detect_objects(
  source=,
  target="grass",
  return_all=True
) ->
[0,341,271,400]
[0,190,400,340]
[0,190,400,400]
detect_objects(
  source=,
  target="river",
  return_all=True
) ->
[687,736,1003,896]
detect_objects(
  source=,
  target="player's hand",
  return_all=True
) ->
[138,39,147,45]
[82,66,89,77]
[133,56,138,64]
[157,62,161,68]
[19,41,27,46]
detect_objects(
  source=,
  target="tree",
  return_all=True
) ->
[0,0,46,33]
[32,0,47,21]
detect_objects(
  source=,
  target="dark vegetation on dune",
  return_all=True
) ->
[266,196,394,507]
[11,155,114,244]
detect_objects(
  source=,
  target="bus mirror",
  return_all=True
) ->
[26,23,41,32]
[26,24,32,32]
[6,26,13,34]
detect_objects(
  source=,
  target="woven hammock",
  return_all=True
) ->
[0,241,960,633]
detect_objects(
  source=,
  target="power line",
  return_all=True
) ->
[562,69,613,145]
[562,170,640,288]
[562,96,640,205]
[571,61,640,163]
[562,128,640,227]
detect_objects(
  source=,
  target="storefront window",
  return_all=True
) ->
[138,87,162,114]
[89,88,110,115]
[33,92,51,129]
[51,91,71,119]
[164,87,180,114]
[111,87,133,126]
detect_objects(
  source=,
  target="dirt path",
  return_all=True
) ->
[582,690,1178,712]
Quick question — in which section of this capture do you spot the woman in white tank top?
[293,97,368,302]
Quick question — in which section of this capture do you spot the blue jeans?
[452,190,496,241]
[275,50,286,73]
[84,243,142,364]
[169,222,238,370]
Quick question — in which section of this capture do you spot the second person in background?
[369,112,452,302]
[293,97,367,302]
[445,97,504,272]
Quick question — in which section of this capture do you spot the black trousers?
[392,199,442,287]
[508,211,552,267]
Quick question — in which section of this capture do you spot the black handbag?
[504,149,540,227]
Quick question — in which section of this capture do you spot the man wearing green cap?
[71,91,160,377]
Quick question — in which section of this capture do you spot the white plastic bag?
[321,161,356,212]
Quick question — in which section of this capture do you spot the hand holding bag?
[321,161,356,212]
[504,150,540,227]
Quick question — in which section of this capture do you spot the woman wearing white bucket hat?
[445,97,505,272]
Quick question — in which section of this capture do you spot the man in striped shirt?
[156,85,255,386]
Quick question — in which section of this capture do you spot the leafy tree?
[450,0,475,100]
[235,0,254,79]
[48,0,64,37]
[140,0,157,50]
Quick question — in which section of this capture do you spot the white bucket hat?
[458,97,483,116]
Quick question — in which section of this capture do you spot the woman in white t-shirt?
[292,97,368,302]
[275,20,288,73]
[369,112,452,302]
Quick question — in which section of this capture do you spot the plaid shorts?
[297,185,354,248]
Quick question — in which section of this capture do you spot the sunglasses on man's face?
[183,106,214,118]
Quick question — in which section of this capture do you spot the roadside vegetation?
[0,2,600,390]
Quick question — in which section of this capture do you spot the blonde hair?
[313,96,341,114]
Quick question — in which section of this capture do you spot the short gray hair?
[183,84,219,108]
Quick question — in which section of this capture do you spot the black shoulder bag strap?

━━━━━━━━━━━━━━━━

Quote all of the rows above verbatim, from the first through the last, changing nothing.

detect_objects(
  source=,
  target="grass",
  return_all=True
) ->
[0,341,271,400]
[0,190,400,340]
[0,190,400,400]
detect_objects(
  source=,
  target="river",
  return_all=True
) ->
[687,736,1003,896]
detect_objects(
  source=,
  target="player's hand",
  return_all=True
) ->
[138,39,147,45]
[82,66,89,77]
[133,56,138,64]
[157,62,161,68]
[19,41,27,46]
detect_objects(
  source=,
  target="tree",
  return_all=True
) ->
[0,0,46,33]
[32,0,47,21]
detect_objects(
  source=,
  target="dark vegetation on dune",
  return_all=True
) ->
[266,196,394,507]
[11,155,114,244]
detect_objects(
  source=,
  target="bus mirror",
  return_all=True
) ->
[26,23,41,32]
[26,24,32,32]
[6,26,13,34]
detect_objects(
  source=,
  target="woven hammock",
  return_all=True
) ->
[0,241,960,633]
detect_objects(
  source=,
  target="power line",
  return_all=True
) ->
[562,69,613,145]
[562,170,640,288]
[562,96,640,205]
[571,61,640,163]
[562,128,640,227]
detect_objects(
  source=,
  target="storefront window",
  return_all=True
) ->
[138,87,162,114]
[89,88,110,115]
[33,92,51,129]
[51,91,71,119]
[164,87,180,114]
[111,87,133,126]
detect_objects(
  source=,
  target="dirt path",
  return_all=True
) ->
[582,690,1178,712]
Quick question — in which section of this capture do you spot the woman in white tank top?
[293,97,368,302]
Quick question — in which section of this capture do you spot the blue jeans?
[452,190,496,241]
[275,50,286,73]
[84,243,142,364]
[169,222,238,370]
Quick question — in which section of this capture do you spot the second person in background?
[369,112,452,302]
[293,97,367,302]
[445,97,504,272]
Quick question — in which section of this capture do you spot the black trousers?
[392,199,442,287]
[508,211,552,267]
Quick question — in which section of this capture do you spot the black handbag?
[504,149,540,227]
Quick question — in which section of this capture do you spot the man wearing green cap?
[71,91,160,377]
Quick question — in which section of this capture do you spot the white plastic bag?
[321,161,356,212]
Quick question — in which section of this capture do you spot the hand holding bag?
[321,161,356,212]
[504,150,540,227]
Quick question — in which section of this capture do you spot the woman wearing white bucket hat?
[445,97,505,272]
Quick question — in which section of this capture do you spot the man in striped shirt?
[156,85,255,386]
Quick question — in which section of this capture do you spot the leafy tree?
[450,0,475,100]
[235,0,254,79]
[48,0,64,37]
[140,0,157,50]
Quick question — in which section of this capture do you spot the white bucket hat?
[458,97,483,116]
Quick question — in which section of this capture do you spot the woman in white t-shirt?
[292,97,368,302]
[275,20,288,73]
[369,112,452,302]
Quick question — in which section of this capture do you spot the plaid shorts?
[297,185,354,248]
Quick question — in which section of this capture do you spot the sunglasses on man's face?
[183,106,214,118]
Quick question — in which section of this capture do you spot the roadside vegetation?
[0,2,600,390]
Quick question — in which section of this capture do you spot the blonde hair?
[313,96,341,114]
Quick question — in which section of this capture do you spot the short gray hair?
[183,84,219,108]
Quick question — in which section of this capture do you spot the black shoulder bag strap?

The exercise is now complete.